Begin Source

Ratner’s NYU thesis short is also included on this Platinum Series edition. It’s a 10-minute piece called Whatever Happened to Mason Reese?. Reese was a ’70s child star, a sort of white Webster. He looked four when he was twelve. Ratner’s film pretends that Reese is now living in the lap of luxury, surrounded by models and chauffered everywhere by limousine. He is also a hero to “short people” in this film, which is why Michael Anderson (the backwards-talking dwarf on TV’s “Twin Peaks”) co-stars as a chef at a Japanese restaurant who worships the by-now grotesque Reese. Ratner introduces the film and sets the story straight on Steven Spielberg’s finanicial participation in the project–it’s a story that leaves you incredulous, in part because Ratner didn’t even recognize the name of Amblin head Kathleen Kennedy when she called him! What a fan.

End Source

■ **To be done**:
[a] In the review, what role does Michael Anderson play in Ratner's short?
[b] Render the sentence "He looked four when he was twelve." from the review into Spanish.
[c] Pick up the review of Ratner's thesis short after its last sentence and add one more paragraph in the same voice.

Begin Records provided

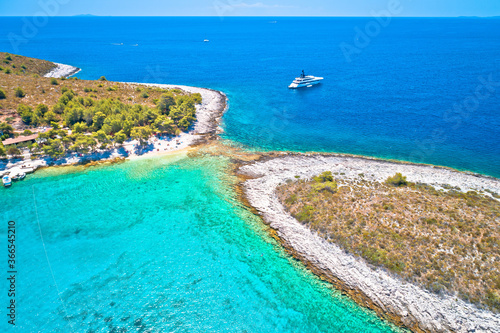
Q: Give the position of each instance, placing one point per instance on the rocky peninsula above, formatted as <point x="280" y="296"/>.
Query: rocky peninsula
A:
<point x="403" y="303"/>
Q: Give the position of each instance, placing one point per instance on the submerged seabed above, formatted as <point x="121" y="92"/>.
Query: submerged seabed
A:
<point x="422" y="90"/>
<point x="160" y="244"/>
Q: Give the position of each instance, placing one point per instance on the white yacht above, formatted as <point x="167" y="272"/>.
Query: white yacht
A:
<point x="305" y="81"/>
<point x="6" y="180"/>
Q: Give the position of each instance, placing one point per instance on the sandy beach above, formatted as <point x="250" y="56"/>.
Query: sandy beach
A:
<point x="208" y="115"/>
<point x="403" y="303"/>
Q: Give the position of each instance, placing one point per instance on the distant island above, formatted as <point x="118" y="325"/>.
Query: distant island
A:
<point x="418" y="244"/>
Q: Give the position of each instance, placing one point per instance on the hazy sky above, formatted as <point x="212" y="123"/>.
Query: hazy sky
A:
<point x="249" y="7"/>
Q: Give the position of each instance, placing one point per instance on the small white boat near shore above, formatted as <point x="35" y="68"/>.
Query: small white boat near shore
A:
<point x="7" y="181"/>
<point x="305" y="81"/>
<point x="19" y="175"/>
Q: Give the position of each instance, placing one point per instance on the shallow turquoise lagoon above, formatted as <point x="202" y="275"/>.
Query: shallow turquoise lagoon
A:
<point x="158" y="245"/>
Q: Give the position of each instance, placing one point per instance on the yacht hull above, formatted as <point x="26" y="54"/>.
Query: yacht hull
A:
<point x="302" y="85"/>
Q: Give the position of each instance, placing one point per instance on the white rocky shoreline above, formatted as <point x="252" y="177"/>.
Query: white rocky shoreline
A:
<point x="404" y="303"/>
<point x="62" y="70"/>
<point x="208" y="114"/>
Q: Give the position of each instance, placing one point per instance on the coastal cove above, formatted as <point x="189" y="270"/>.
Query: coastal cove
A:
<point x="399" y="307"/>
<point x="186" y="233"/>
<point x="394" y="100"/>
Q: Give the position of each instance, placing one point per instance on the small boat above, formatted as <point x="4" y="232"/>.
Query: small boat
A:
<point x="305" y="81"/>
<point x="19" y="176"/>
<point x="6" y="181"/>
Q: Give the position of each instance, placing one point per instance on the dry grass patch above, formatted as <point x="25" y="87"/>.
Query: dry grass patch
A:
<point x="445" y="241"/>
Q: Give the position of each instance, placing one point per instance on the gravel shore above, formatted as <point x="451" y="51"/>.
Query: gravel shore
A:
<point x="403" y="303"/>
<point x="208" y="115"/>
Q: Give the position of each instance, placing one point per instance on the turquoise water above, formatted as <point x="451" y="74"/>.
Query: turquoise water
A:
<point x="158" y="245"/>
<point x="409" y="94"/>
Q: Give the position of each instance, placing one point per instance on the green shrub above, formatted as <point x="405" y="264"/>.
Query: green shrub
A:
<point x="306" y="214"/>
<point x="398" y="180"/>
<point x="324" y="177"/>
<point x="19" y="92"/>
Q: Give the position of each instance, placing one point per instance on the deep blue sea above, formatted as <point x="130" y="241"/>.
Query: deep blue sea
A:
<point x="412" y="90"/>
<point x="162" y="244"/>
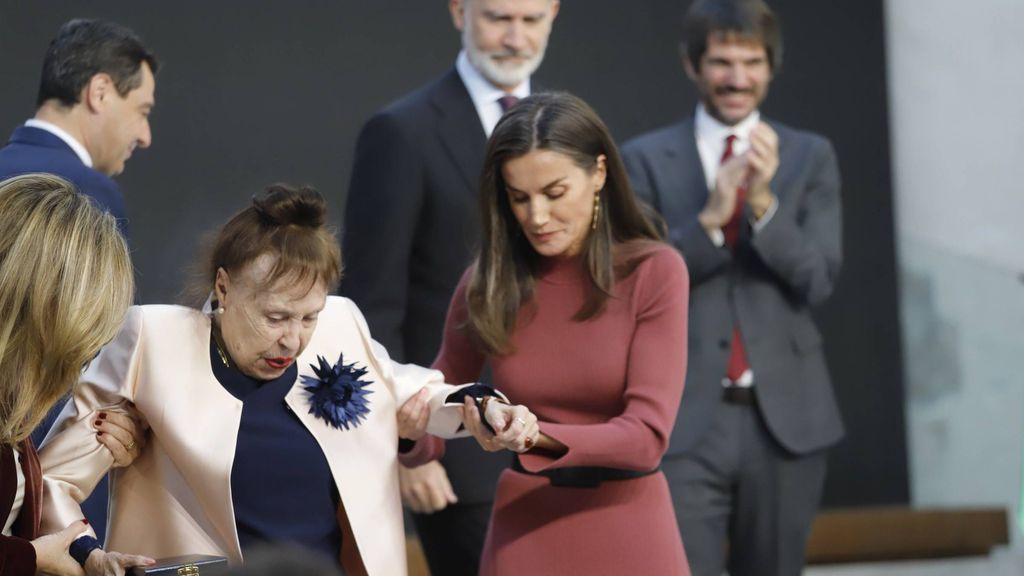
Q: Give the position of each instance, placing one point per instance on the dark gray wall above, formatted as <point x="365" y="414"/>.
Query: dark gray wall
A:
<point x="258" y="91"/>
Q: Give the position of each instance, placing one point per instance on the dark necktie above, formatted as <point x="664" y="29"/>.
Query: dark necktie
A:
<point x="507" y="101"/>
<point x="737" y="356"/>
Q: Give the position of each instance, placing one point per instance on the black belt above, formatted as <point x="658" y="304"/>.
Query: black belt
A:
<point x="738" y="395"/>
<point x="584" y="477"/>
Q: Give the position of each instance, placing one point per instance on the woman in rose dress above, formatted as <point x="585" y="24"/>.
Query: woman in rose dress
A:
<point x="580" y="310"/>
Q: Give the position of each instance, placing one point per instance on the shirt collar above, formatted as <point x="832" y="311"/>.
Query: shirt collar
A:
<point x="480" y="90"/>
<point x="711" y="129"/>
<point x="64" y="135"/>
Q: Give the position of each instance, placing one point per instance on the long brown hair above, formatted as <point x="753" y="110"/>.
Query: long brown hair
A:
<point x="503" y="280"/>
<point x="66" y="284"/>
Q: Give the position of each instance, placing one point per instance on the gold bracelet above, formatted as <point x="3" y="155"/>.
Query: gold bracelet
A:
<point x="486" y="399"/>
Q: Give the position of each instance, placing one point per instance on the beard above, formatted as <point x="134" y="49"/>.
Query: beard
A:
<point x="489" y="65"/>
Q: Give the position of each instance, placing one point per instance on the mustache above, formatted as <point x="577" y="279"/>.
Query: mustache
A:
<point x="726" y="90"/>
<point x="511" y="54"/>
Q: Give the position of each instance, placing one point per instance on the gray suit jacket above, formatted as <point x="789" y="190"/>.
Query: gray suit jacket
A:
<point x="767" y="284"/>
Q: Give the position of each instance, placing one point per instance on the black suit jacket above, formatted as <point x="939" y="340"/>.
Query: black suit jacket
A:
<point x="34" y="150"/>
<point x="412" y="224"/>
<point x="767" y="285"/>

End Records provided

■ **Responses per task**:
[a] He co-stars as a chef at a Japanese restaurant who worships Reese.

[b] Parecía de cuatro años cuando tenía doce.

[c]
In his commentary for Reese, Ratner reveals that his favourite shot is the one of Anderson struggling to reach a chef’s hat hung too high for him. That kind of lowbrow, school-bully wit is this shithead’s specialty. Ratner does offer one amusing anecdote, however: Reese grabbed one of the model’s breasts during a take, inciting her to put him in a leg-lock, snapping his leg in two! That led to the injured Reese refusing to loop his dialogue; Anthony Michael Hall redubbed his entire track in a sort of Donald Duck soprano. A pedigreed turd, Whatever Happened to Mason Reese? resulted in a career directing rap and hip-hop videos, two of which are included here: Dru Hill‘s “How Deep is Your Love” and a Heavy D song. (The latter is unlisted on the box.) Ratner provides blustery commentary for these, too.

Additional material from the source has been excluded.